» INPUT FOR THIS TASK:
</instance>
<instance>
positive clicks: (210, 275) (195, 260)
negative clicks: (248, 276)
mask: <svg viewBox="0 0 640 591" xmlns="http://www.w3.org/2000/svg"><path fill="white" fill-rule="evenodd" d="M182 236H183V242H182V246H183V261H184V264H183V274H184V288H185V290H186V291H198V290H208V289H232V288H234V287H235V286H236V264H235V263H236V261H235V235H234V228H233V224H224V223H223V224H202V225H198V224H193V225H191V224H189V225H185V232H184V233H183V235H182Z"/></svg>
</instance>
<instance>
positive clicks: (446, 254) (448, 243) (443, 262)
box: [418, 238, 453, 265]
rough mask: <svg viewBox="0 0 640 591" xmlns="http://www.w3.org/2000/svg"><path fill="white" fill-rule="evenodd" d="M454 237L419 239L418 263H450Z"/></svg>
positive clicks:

==

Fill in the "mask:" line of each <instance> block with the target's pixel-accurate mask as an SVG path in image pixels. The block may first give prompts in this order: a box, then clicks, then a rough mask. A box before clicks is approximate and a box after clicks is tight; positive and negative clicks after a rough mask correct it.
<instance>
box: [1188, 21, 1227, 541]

» TASK TO COMPLETE: Copy out only the stretch from the line containing "Fill in the" through the line containing "box: [1188, 21, 1227, 541]", swapping "pixel-accurate" for "exact" and changing nothing else.

» ANSWER FOR THIS EXERCISE:
Fill in the "mask:" line of each <instance> block with the target's exact mask as an SVG path in image pixels. The block may first give prompts in this order: a box, then clicks, then a rough mask. A box before clicks is approximate and a box after clicks is tight; positive and negative clicks after a rough mask correct it.
<instance>
box: [1188, 21, 1227, 541]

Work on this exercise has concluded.